◆ Supplied records:
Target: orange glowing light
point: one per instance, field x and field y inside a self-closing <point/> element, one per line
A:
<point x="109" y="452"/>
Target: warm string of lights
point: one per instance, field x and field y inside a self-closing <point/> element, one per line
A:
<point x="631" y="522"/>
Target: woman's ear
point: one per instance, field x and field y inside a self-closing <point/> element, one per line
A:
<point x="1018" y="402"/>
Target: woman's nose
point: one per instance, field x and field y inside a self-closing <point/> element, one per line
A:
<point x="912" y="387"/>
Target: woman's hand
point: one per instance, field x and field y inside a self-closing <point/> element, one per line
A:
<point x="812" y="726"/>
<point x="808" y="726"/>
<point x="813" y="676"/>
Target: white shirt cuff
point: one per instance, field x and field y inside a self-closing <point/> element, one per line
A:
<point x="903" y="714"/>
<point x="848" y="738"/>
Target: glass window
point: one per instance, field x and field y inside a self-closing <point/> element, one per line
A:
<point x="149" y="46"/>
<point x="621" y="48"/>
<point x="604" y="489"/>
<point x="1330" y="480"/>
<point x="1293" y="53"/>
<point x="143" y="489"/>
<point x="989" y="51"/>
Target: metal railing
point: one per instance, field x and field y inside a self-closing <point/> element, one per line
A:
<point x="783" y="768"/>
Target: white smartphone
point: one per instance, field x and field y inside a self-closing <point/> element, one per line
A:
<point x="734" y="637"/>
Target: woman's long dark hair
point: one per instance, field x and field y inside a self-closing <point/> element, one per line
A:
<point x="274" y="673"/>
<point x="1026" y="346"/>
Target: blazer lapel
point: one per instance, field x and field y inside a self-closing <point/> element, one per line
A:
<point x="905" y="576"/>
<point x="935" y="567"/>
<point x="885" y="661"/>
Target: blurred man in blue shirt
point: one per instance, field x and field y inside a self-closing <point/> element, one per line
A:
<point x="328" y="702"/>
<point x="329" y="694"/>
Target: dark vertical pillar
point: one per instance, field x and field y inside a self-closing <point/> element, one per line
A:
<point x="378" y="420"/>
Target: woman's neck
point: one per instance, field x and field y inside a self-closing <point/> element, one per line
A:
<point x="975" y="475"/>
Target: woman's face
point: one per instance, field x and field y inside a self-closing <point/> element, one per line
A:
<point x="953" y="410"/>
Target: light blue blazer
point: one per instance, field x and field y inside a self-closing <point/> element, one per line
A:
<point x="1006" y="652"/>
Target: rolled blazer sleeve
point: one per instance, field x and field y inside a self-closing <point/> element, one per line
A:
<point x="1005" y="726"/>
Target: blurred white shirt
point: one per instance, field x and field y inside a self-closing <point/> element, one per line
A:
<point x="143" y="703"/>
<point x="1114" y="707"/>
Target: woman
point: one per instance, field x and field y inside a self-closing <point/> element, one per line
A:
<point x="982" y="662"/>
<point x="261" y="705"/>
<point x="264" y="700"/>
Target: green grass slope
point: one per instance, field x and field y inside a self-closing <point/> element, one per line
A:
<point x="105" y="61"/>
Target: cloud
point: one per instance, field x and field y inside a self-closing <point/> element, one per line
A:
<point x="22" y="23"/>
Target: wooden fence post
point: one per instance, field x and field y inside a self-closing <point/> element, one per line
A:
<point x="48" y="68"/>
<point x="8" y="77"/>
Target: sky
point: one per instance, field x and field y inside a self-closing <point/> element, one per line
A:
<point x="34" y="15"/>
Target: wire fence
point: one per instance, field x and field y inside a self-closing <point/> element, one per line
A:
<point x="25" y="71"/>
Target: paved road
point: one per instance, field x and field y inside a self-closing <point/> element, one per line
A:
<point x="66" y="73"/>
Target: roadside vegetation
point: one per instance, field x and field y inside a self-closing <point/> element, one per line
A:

◆ Written task:
Copy all of the material above line for line, with no changes.

◆ Reply to the task:
Target: orange glowing light
point: one per instance, field x and field y inside a self-closing <point/> element, one per line
A:
<point x="109" y="452"/>
Target: warm string of lights
point: one per instance, field x and field y inside a self-closing <point/> element, one per line
A:
<point x="631" y="522"/>
Target: woman's ear
point: one per instance, field x and field y inside a self-closing <point/> element, one per line
A:
<point x="1018" y="402"/>
Target: woman's nose
point: one per instance, field x and field y inside a self-closing <point/> element, one per line
A:
<point x="912" y="387"/>
Target: woman's hand
point: one per instance, field x and field y inside a self-closing <point/> element, one per line
A:
<point x="812" y="726"/>
<point x="808" y="726"/>
<point x="813" y="676"/>
Target: white shirt cuff
point: one per instance, field x and field y inside a self-closing <point/> element, one per line
A:
<point x="903" y="714"/>
<point x="848" y="738"/>
Target: glass window
point: one per instance, field x and field y inside a self-closing <point/> element, one per line
A:
<point x="149" y="46"/>
<point x="621" y="48"/>
<point x="604" y="489"/>
<point x="1330" y="480"/>
<point x="1293" y="53"/>
<point x="143" y="489"/>
<point x="989" y="51"/>
Target: metal railing
point: one per instance, field x and field y inside a self-closing <point/> element, one per line
A:
<point x="783" y="768"/>
Target: white smartphone
point: one per instance, field x and field y inside a self-closing <point/> element, one per line
A:
<point x="734" y="637"/>
Target: woman's long dark hair
point: one per instance, field x and field y inside a self-closing <point/> element, one per line
A:
<point x="274" y="673"/>
<point x="1026" y="346"/>
Target: blazer lapel
point: one per instance, field x and field y inside a self-closing <point/> element, one per line
A:
<point x="905" y="576"/>
<point x="935" y="567"/>
<point x="885" y="661"/>
Target: blurred man in blue shirt
point: one per instance, field x and field y inside a self-closing <point/> element, one per line
A:
<point x="328" y="702"/>
<point x="329" y="694"/>
Target: dark vertical pillar
point: one per instance, field x and field y inside a self-closing <point/> element, one per line
A:
<point x="378" y="420"/>
Target: woman's neck
point: one per instance, field x and field y inside a self-closing <point/> element, one per line
A:
<point x="975" y="475"/>
Target: woman's face
point: one per instance, field x and field y inside a self-closing <point/> element, one per line
A:
<point x="953" y="410"/>
Target: light blue blazer
point: one per instance, field x and field y inside a self-closing <point/> element, one per line
A:
<point x="1006" y="652"/>
Target: rolled blazer sleeve
point: one per instance, field x and field y inside a self-closing <point/> element, one per line
A:
<point x="1005" y="726"/>
Target: blurred white shirt
point: one per instance, field x and field y inside a self-closing <point/> element, one per line
A:
<point x="143" y="703"/>
<point x="1114" y="707"/>
Target: woman
point: one per instance, field x and field y inside a self-closing <point/> element, one per line
A:
<point x="982" y="662"/>
<point x="261" y="705"/>
<point x="264" y="700"/>
Target: green grass slope
point: one per instance, field x and field y inside a self-closing <point/> element, one per line
A:
<point x="105" y="61"/>
Target: cloud
point: one per instance, field x and field y inside a self-closing <point/> element, one per line
A:
<point x="22" y="23"/>
Target: wooden fence post
point: one per instance, field x and field y inside a self-closing <point/> element, one per line
A:
<point x="48" y="68"/>
<point x="8" y="77"/>
Target: sky
point: one per instance, field x and field y inside a self-closing <point/> element, one per line
A:
<point x="34" y="15"/>
Target: wire fence
point: one per instance, field x and field y inside a self-closing <point/> element, one per line
A:
<point x="25" y="71"/>
Target: paved road
point: one per instance, field x and field y inside a self-closing <point/> element, one per line
A:
<point x="66" y="73"/>
Target: roadside vegetation
point: one per instance, field x and field y inside a self-closing <point/> element, one per line
A:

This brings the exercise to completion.